• [Instructions to follow]:
Would you return the complete listing below word for word?

## begin Data supplied

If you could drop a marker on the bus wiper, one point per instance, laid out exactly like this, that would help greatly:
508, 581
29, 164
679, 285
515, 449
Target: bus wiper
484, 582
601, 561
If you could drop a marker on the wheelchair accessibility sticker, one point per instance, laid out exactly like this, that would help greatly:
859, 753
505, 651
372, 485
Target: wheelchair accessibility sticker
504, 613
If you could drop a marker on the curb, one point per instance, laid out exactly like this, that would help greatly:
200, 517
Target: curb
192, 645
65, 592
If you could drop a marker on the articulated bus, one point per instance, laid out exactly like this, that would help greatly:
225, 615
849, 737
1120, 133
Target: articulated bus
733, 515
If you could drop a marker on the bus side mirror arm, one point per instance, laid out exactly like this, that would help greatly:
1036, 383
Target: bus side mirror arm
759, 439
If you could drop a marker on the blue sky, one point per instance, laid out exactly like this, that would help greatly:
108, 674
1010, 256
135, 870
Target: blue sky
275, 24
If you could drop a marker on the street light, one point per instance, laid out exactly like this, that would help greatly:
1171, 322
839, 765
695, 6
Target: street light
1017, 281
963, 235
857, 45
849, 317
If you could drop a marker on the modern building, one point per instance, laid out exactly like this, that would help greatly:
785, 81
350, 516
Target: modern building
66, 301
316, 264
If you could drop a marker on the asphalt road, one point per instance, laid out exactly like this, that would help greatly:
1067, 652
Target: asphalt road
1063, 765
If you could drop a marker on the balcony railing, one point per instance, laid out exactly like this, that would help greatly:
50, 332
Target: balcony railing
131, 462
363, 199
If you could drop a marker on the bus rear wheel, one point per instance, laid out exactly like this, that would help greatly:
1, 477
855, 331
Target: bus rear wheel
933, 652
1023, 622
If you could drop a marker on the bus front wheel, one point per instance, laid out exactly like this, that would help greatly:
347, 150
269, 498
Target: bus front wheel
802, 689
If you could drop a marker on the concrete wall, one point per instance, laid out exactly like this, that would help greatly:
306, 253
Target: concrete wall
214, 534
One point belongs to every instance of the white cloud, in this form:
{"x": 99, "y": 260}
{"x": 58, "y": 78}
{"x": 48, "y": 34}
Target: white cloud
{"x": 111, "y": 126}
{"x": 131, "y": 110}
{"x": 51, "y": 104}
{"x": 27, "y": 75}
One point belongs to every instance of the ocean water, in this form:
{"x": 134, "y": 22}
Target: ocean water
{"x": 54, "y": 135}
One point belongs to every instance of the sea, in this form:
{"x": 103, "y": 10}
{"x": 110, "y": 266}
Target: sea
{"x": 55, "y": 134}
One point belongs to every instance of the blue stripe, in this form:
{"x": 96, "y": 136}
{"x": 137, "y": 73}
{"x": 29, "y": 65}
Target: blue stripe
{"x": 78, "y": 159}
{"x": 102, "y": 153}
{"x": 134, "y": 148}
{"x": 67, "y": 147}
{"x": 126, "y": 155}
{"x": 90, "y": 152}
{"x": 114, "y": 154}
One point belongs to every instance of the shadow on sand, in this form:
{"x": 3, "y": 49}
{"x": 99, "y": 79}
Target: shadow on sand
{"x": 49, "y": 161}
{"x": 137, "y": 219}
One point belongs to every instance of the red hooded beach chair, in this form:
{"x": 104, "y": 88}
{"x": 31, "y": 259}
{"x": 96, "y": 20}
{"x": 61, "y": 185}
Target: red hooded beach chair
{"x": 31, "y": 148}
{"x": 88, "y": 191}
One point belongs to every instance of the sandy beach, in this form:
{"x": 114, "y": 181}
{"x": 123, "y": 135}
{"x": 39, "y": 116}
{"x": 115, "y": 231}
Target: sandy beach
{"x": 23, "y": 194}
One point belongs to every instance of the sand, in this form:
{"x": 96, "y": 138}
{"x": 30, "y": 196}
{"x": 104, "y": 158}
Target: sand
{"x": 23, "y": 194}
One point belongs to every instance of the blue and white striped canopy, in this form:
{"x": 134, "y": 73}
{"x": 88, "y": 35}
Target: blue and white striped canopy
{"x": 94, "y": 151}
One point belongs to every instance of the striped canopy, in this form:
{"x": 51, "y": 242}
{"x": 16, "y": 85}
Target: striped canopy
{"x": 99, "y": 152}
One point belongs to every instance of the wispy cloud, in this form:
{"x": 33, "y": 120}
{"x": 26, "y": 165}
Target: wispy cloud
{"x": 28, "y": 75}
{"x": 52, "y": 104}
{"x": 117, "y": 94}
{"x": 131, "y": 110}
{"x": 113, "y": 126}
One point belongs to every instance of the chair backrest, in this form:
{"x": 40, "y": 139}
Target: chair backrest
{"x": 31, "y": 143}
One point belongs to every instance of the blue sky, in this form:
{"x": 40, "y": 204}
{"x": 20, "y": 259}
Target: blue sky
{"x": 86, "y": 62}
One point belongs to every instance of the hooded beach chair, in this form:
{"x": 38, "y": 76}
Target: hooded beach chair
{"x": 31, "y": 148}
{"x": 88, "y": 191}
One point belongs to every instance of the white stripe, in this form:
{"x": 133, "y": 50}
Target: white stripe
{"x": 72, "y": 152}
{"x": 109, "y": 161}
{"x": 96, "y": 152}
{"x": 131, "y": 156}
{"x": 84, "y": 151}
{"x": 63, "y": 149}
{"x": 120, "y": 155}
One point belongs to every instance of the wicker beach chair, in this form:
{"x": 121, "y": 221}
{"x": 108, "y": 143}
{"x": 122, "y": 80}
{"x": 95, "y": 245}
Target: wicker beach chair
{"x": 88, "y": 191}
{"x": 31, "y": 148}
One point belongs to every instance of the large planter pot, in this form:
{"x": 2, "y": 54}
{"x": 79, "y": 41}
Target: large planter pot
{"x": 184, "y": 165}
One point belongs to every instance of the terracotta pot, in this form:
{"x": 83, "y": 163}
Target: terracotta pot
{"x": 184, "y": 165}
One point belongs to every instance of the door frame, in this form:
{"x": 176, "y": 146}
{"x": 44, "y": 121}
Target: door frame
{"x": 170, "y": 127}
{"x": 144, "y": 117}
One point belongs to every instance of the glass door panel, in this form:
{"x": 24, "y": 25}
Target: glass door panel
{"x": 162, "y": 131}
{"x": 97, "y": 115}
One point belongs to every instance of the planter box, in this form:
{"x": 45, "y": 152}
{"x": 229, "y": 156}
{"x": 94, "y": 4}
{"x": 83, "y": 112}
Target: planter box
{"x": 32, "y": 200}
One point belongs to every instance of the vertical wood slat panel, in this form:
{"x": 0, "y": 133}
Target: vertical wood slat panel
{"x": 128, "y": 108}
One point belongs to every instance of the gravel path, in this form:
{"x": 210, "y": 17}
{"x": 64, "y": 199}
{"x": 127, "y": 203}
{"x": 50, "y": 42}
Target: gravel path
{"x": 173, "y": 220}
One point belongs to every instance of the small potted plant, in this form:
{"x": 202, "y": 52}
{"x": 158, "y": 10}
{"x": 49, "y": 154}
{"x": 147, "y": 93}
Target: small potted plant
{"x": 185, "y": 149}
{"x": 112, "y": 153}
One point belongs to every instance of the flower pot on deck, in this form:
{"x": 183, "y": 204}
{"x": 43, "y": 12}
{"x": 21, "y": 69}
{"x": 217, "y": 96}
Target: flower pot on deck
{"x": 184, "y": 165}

## end Data supplied

• [In response]:
If you could drop a marker on the bus wiper, one point per instance, laid out exactly like this, that would help greatly:
508, 581
29, 164
679, 285
515, 449
Target: bus wiper
484, 582
601, 561
If you could drop a marker on the wheelchair accessibility sticker, one point per instance, laid out exactly like this, that would help greatly:
859, 753
505, 651
372, 485
Target: wheelchair accessibility sticker
504, 613
If you could drop a marker on the curb, one point per instance, laid out exactly like this, that would help greatly:
200, 517
Target: curb
192, 645
65, 592
If you could drop a marker on the articulated bus, one point per instance, laid out exactly like this, that would help greatly:
225, 615
849, 737
1120, 133
Target: articulated bus
733, 515
If you could drop a marker on the bus side mirror arm, one point per instance, laid out exactly like this, that would help greatly:
1036, 383
Target: bus side mirror arm
759, 439
If you could drop a marker on the blue sky, one point per instance, laid out exactly like this, that would help greatly:
108, 674
1010, 256
135, 870
Target: blue sky
275, 24
If you could drop a marker on the street light, one point per instance, laid out exactly like this, that would help greatly:
1171, 322
839, 765
695, 6
Target: street light
1017, 281
963, 235
857, 45
849, 317
If you could drop a marker on the modern building, one point per instance, laid out exactly like this, that would help greatly:
785, 81
350, 516
Target: modern building
66, 301
316, 264
If you could drop a marker on the asphalt road, one point per instance, laid out exactly like this, that would help greatly:
1067, 652
Target: asphalt road
1063, 765
If you could drop a marker on the balcony railing, one point per instance, laid out exactly like this, that would help greatly:
50, 332
Target: balcony railing
131, 462
363, 199
If you could drop a marker on the bus rear wheel, one point per instance, laid out exactly like this, that would help greatly:
1, 477
855, 331
Target: bus rear wheel
933, 652
1023, 622
If you could drop a marker on the bus front wheel, one point per instance, laid out exactly like this, that would help greatly:
347, 150
269, 498
Target: bus front wheel
802, 689
If you could drop a marker on the concrete wall, one point per instance, laid out exactly like this, that would help greatly:
306, 253
Target: concrete wall
214, 534
One point belongs to every instance of the white cloud, in this form:
{"x": 99, "y": 260}
{"x": 58, "y": 78}
{"x": 48, "y": 34}
Target: white cloud
{"x": 111, "y": 126}
{"x": 131, "y": 110}
{"x": 51, "y": 104}
{"x": 27, "y": 75}
One point belongs to every instance of the ocean water, in this form:
{"x": 134, "y": 22}
Target: ocean water
{"x": 54, "y": 135}
One point belongs to every instance of the sea, in this form:
{"x": 103, "y": 10}
{"x": 110, "y": 266}
Target: sea
{"x": 55, "y": 134}
One point belongs to every instance of the blue stripe, in this form:
{"x": 96, "y": 136}
{"x": 137, "y": 73}
{"x": 29, "y": 65}
Target: blue stripe
{"x": 78, "y": 159}
{"x": 102, "y": 153}
{"x": 134, "y": 148}
{"x": 67, "y": 147}
{"x": 126, "y": 155}
{"x": 90, "y": 152}
{"x": 114, "y": 154}
One point belongs to every instance of the shadow on sand, in this form:
{"x": 3, "y": 49}
{"x": 99, "y": 79}
Target: shadow on sand
{"x": 49, "y": 161}
{"x": 137, "y": 219}
One point belongs to every instance of the red hooded beach chair, in this form:
{"x": 104, "y": 88}
{"x": 31, "y": 259}
{"x": 96, "y": 20}
{"x": 61, "y": 185}
Target: red hooded beach chair
{"x": 31, "y": 148}
{"x": 88, "y": 191}
One point belongs to every instance of the sandy beach, in this form:
{"x": 114, "y": 181}
{"x": 123, "y": 135}
{"x": 39, "y": 116}
{"x": 115, "y": 231}
Target: sandy beach
{"x": 23, "y": 194}
One point belongs to every instance of the sand, in this form:
{"x": 96, "y": 138}
{"x": 30, "y": 196}
{"x": 104, "y": 158}
Target: sand
{"x": 23, "y": 194}
One point belongs to every instance of the blue and white striped canopy, in this form:
{"x": 134, "y": 73}
{"x": 88, "y": 35}
Target: blue and white striped canopy
{"x": 94, "y": 151}
One point belongs to every instance of the striped canopy, in this form:
{"x": 51, "y": 242}
{"x": 16, "y": 85}
Target: striped canopy
{"x": 99, "y": 152}
One point belongs to every instance of the wispy cloud, in this form:
{"x": 33, "y": 120}
{"x": 26, "y": 165}
Target: wispy cloud
{"x": 28, "y": 75}
{"x": 52, "y": 104}
{"x": 117, "y": 94}
{"x": 131, "y": 110}
{"x": 113, "y": 126}
One point belongs to every instance of the chair backrest, in this form:
{"x": 40, "y": 139}
Target: chair backrest
{"x": 31, "y": 143}
One point belongs to every instance of the blue sky, in this form:
{"x": 40, "y": 204}
{"x": 20, "y": 259}
Target: blue sky
{"x": 86, "y": 62}
One point belongs to every instance of the hooded beach chair, in this form:
{"x": 38, "y": 76}
Target: hooded beach chair
{"x": 31, "y": 148}
{"x": 88, "y": 191}
One point belongs to every instance of the white stripe, in this form:
{"x": 133, "y": 50}
Target: white stripe
{"x": 72, "y": 152}
{"x": 109, "y": 161}
{"x": 96, "y": 152}
{"x": 131, "y": 156}
{"x": 84, "y": 151}
{"x": 63, "y": 149}
{"x": 120, "y": 155}
One point belongs to every instance of the wicker beach chair, in this form:
{"x": 121, "y": 221}
{"x": 108, "y": 143}
{"x": 122, "y": 80}
{"x": 95, "y": 245}
Target: wicker beach chair
{"x": 88, "y": 191}
{"x": 31, "y": 148}
One point belongs to every instance of the large planter pot, in this form:
{"x": 2, "y": 54}
{"x": 79, "y": 41}
Target: large planter pot
{"x": 184, "y": 165}
One point belongs to every instance of the terracotta pot, in this form:
{"x": 83, "y": 163}
Target: terracotta pot
{"x": 184, "y": 165}
One point belongs to every instance of the door frame, in this form:
{"x": 176, "y": 146}
{"x": 44, "y": 121}
Target: door frame
{"x": 170, "y": 127}
{"x": 144, "y": 117}
One point belongs to every instance of the glass door panel, in this form:
{"x": 24, "y": 25}
Target: glass door panel
{"x": 162, "y": 131}
{"x": 97, "y": 115}
One point belongs to every instance of the planter box, in this form:
{"x": 45, "y": 152}
{"x": 229, "y": 156}
{"x": 94, "y": 4}
{"x": 83, "y": 112}
Target: planter box
{"x": 32, "y": 200}
One point belongs to every instance of the vertical wood slat panel, in this form:
{"x": 0, "y": 133}
Target: vertical wood slat panel
{"x": 128, "y": 108}
One point belongs to every instance of the gravel path, in this form:
{"x": 210, "y": 17}
{"x": 64, "y": 199}
{"x": 127, "y": 203}
{"x": 50, "y": 42}
Target: gravel path
{"x": 173, "y": 220}
One point belongs to every instance of the small potted plant, in this form:
{"x": 202, "y": 52}
{"x": 158, "y": 10}
{"x": 49, "y": 154}
{"x": 147, "y": 93}
Target: small potted plant
{"x": 185, "y": 149}
{"x": 112, "y": 153}
One point belongs to every instance of the flower pot on deck, in this form:
{"x": 183, "y": 204}
{"x": 43, "y": 12}
{"x": 21, "y": 69}
{"x": 217, "y": 96}
Target: flower pot on deck
{"x": 184, "y": 165}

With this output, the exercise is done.